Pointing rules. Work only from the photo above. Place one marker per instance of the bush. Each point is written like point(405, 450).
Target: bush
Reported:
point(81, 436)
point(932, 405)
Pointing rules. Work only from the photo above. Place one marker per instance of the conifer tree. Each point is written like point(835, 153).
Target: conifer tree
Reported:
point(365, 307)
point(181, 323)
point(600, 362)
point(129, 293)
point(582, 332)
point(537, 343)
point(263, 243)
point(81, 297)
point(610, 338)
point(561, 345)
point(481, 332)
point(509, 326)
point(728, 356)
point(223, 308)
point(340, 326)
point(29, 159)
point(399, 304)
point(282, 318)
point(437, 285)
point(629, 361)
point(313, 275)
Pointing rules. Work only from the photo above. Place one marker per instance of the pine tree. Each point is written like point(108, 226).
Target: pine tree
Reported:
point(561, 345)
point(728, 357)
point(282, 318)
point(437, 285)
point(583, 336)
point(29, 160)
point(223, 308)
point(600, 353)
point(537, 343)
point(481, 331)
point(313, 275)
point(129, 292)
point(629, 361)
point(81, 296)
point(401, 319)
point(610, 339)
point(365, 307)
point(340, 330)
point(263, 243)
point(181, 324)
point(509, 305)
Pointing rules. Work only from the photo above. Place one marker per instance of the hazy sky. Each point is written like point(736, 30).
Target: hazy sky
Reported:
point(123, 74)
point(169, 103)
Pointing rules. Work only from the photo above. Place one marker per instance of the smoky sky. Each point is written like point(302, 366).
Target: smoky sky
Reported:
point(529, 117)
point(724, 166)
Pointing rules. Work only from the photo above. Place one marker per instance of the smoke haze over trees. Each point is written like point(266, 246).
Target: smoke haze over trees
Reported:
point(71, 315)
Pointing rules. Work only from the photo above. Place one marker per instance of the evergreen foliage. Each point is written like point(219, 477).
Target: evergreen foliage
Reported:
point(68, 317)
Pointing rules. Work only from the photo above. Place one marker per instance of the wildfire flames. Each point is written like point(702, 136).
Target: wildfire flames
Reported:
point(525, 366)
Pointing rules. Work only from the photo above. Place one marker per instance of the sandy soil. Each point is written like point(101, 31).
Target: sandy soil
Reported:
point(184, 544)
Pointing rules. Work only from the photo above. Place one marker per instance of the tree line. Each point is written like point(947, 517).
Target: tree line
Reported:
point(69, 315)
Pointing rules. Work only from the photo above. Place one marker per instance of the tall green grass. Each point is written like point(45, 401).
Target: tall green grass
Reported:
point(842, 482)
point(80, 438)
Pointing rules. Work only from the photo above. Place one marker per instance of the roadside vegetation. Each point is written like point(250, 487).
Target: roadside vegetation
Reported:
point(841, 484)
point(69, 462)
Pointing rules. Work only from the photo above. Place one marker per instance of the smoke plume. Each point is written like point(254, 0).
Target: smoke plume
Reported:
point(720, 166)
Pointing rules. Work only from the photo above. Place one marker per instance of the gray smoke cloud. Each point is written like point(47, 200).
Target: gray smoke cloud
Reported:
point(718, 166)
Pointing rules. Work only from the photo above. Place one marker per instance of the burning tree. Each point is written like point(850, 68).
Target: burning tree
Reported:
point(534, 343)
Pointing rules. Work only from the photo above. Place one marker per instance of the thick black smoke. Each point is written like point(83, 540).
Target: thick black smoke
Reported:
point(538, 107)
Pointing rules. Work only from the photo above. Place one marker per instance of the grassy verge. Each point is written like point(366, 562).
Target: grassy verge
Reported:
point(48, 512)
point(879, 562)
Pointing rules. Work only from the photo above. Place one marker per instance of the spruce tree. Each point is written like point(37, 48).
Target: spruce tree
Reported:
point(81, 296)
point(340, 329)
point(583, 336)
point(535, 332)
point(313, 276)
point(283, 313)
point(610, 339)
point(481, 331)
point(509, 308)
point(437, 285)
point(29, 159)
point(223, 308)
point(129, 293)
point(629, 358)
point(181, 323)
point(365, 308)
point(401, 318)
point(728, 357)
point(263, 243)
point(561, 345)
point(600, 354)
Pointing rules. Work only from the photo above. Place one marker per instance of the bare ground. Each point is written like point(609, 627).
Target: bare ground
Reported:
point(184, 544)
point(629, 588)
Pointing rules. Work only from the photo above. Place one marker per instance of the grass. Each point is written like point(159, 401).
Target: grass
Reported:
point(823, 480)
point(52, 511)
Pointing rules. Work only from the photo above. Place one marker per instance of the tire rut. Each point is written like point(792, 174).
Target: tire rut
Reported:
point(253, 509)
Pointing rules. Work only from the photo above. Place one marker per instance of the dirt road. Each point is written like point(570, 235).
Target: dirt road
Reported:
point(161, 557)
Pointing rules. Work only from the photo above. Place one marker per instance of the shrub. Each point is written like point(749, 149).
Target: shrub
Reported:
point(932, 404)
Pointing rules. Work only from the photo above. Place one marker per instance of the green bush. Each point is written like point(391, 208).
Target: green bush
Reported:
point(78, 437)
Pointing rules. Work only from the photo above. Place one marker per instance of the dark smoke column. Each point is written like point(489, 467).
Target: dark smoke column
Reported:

────

» Job
Set all of the records down again, exactly as they stand.

» Written answer
Pointing rules. Work only from the photo above. Place one marker per instance of the bush. Each point is written like point(405, 450).
Target: bush
Reported:
point(81, 436)
point(932, 405)
Pointing rules. Work only from the photo above. Place one marker per instance of the conifer tree. Each point is written like point(835, 153).
Target: conifer tree
Reported:
point(365, 307)
point(181, 323)
point(600, 362)
point(129, 293)
point(582, 332)
point(537, 343)
point(263, 243)
point(81, 297)
point(610, 338)
point(561, 345)
point(481, 332)
point(509, 326)
point(728, 356)
point(223, 308)
point(340, 326)
point(29, 159)
point(399, 304)
point(282, 318)
point(437, 285)
point(629, 361)
point(313, 275)
Pointing rules. Work only from the photo above. Place one marker per instance of the pine tree. Each point is written like point(108, 226).
Target: pine tree
Reported:
point(561, 345)
point(728, 357)
point(282, 318)
point(437, 285)
point(583, 336)
point(29, 160)
point(223, 308)
point(600, 353)
point(537, 343)
point(481, 331)
point(313, 275)
point(129, 292)
point(629, 361)
point(81, 296)
point(401, 319)
point(610, 339)
point(365, 307)
point(340, 330)
point(263, 243)
point(181, 324)
point(509, 305)
Pointing rules. Work only from the photo above. Place one marker per instance of the hazy sky. Each point is written like point(736, 30).
Target: hazy sky
Reported:
point(123, 74)
point(169, 103)
Pointing rules. Work only from the photo above. Place one marker per instance of the smoky sky. Each point is written like point(302, 366).
Target: smoky sky
Reported:
point(529, 117)
point(724, 166)
Pointing rules. Work only from the photo above. Place one marker per instance of the smoke haze over trees. Each point is written like point(266, 246).
Target: smoke haze over trees
Reported:
point(71, 315)
Pointing rules. Work only from the photo above. Place one marker per instance of the evergreen foliage. Each point is written like point(219, 477).
Target: evergreen foliage
Reported:
point(68, 317)
Pointing rules. Work only from the photo above. Place one marker per instance of the wildfire flames. Each point is written like point(702, 136).
Target: wildfire flames
Reported:
point(525, 366)
Pointing rules. Work only from the photo above. Place one marker per instance of the sandy soil. Each point is written like point(101, 31).
Target: sandy soil
Reported:
point(184, 544)
Pointing rules. Work only from the photo above. Place one marker per instance of the tree line. Each point is written like point(947, 517).
Target: tree line
Reported:
point(69, 315)
Pointing rules. Work only from the photo above. Place one marker per instance of the tall green grass. Each point is written like point(45, 401).
Target: tall green grass
Reported:
point(842, 482)
point(80, 438)
Pointing rules. Work only from the photo above. Place one marker per instance of the roadside vegetation. Each point is written like point(250, 487).
Target: roadside vegetation
Reported:
point(841, 484)
point(69, 462)
Pointing rules. Work only from the photo above. Place one marker per instance of the smoke plume. Each point is written like point(254, 0).
Target: smoke plume
Reported:
point(720, 166)
Pointing rules. Work only from the photo above. Place one marker per instance of the gray smoke cloud. Each point is written like point(47, 200).
Target: gray smoke cloud
Reported:
point(718, 166)
Pointing rules. Work only from the photo above. Place one marker per instance of the burning tree. Each point is written like point(850, 68).
Target: burning tree
Reported:
point(534, 343)
Pointing rules. Work only from the photo above. Place one marker per instance of the thick black smoke. Each point is written like point(83, 540).
Target: thick black smoke
Reported:
point(538, 107)
Pointing rules. Work only from the photo above. Place one marker per instance of the grassy verge. Each point is written like point(366, 562).
Target: grassy verge
Reported:
point(48, 512)
point(879, 562)
Pointing rules. Work only from the photo above. Place one marker per instance of the spruce tree. Each point is written like point(37, 48).
Target: spruce tree
Reported:
point(81, 296)
point(340, 329)
point(583, 336)
point(535, 332)
point(313, 276)
point(283, 313)
point(610, 339)
point(481, 331)
point(509, 308)
point(437, 285)
point(29, 159)
point(223, 308)
point(129, 293)
point(629, 358)
point(181, 323)
point(365, 308)
point(401, 318)
point(728, 357)
point(263, 243)
point(561, 345)
point(600, 354)
Pointing rules. Work only from the photo above. Place one marker per instance of the bare ground. Each point is written like point(609, 627).
Target: bare ground
Reported:
point(184, 544)
point(629, 588)
Pointing rules. Work only from the photo above. Place one marker per instance of the grass. Each point is written like point(159, 401).
Target: grass
Reported:
point(823, 480)
point(52, 511)
Pointing rules. Work only from the photo above. Place one marker per instance of the tire rut. Each point is written like point(792, 174).
Target: tire rut
Reported:
point(253, 509)
Pointing rules. Work only from the photo above. Place one marker per instance of the dirt road. Each point is written like point(570, 235).
Target: dirt road
Reported:
point(161, 557)
Pointing rules. Work only from the photo above. Place one marker per instance of the shrub. Each point is written like point(749, 149).
Target: shrub
Reported:
point(932, 404)
Pointing rules. Work only from the photo above. Place one marker per instance of the green bush. Each point is written like point(391, 208).
Target: green bush
Reported:
point(78, 437)
Pointing rules. Work only from the photo above. Place one marker per instance of the dark smoke column. Each point is written like point(489, 467).
Target: dark smoke column
Reported:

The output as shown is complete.